Paginafragment:
------------------------------
ICBR – Internationale Commissie ter Bescherming van de Rijn

Klimaatverandering aan de Rijn: watertemperatuur eind deze eeuw naar verwachting 4,2 °C hoger

Het water in de Rijn wordt warmer. Dat blijkt uit een analyse die de Duitse dienst voor hydrologie (BfG) en het Nederlandse kennisinstituut Deltares in 2024 in het kader van hun werkzaamheden voor de Internationale Commissie ter Bescherming van de Rijn (ICBR) hebben uitgevoerd. Nu al zijn er effecten op het milieu en de economie, die in de toekomst nog sterker zullen worden.

De waterstand van de Rijn lag in het voorjaar van 2025 ver onder het langjarige gemiddelde. ''Dergelijke omstandigheden zijn een voorproefje van wat ons in de toekomst in het voorjaar en de zomer vaker te wachten zal staan aan de Rijn'', zegt ICBR-voorzitter Miriam Haritz. 

Laagwater gaat vaak gepaard met hoge watertemperaturen. De vandaag gepubliceerde studie laat een duidelijke trend zien op basis van modelresultaten: de Rijn warmt aanzienlijk op als gevolg van de klimaatverandering.
------------------------------
Opgeslagen gegevens:
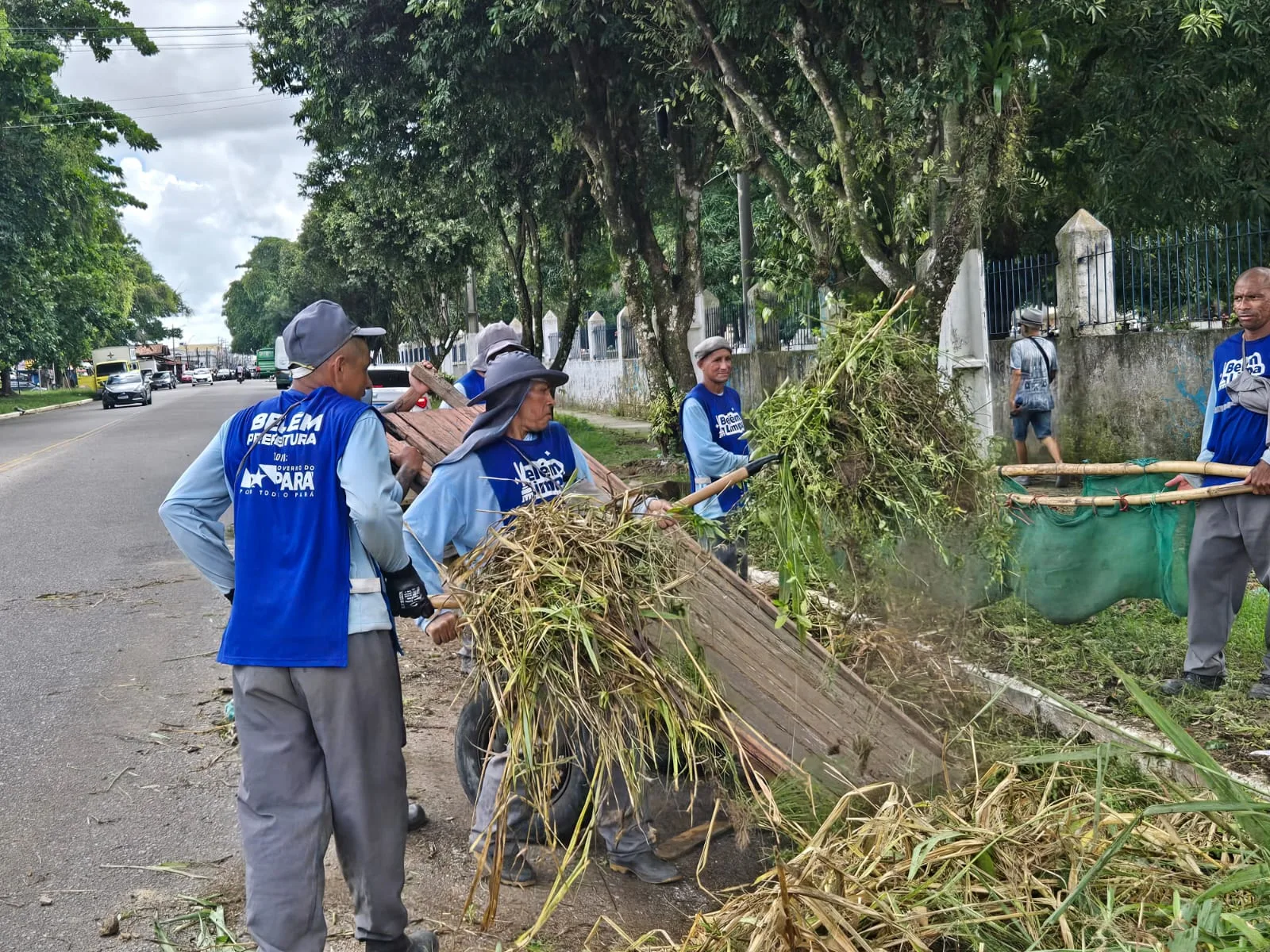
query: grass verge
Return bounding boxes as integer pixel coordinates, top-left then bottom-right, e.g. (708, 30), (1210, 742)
------------------------------
Opdrachtgegevens: Schrijf het bericht over de opwarming van de Rijn verder vanaf de laatste zin.

Antwoord opgave:
Terugblik: 45 jaar temperatuurstijging gedocumenteerd

Uit de analyse van historische meetreeksen voor de periode 1978-2023 is al een duidelijke opwarmingstrend gebleken: de Rijn is sinds 1978 onmiskenbaar warmer geworden, vooral in het gebied ten zuiden van Karlsruhe. Zo is de jaargemiddelde watertemperatuur in Bazel tijdens de onderzoeksperiode met 0,4 °C per decennium gestegen. Hoewel antropogene warmtelozingen zijn afgenomen, bijvoorbeeld dankzij het stilleggen van kerncentrales, is er geen halt toegeroepen aan de stijging van de watertemperatuur, die rechtstreeks verband houdt met de stijging van de luchttemperatuur als gevolg van de klimaatverandering. 

Vooruitblik: modelberekeningen tot 2100

De nieuwe simulaties van de ontwikkeling van de watertemperatuur die in het kader van dit onderzoek zijn uitgevoerd, zijn gebaseerd op het hoog-CO2-emissie-scenario van de Intergouvernementele Werkgroep klimaatverandering (IPCC). De experts van de BfG, Deltares en de Rijnoeverstaten hebben modelberekeningen uitgevoerd om de verwachte stijging van de Rijntemperaturen te kwantificeren. Ze verwachten dat het water in de Rijn halverwege deze eeuw in de orde van 1,1 tot 1,8 °C warmer zal zijn. In 2100 zou de jaargemiddelde watertemperatuur zelfs 2,9 tot 4,2 °C hoger kunnen zijn dan in de periode 1990-2010, die als referentie is genomen voor alle berekeningen.  De resultaten van het onderzoek laten zien dat vooral de zuidelijke Rijntrajecten van Zwitserland tot Karlsruhe zullen worden getroffen.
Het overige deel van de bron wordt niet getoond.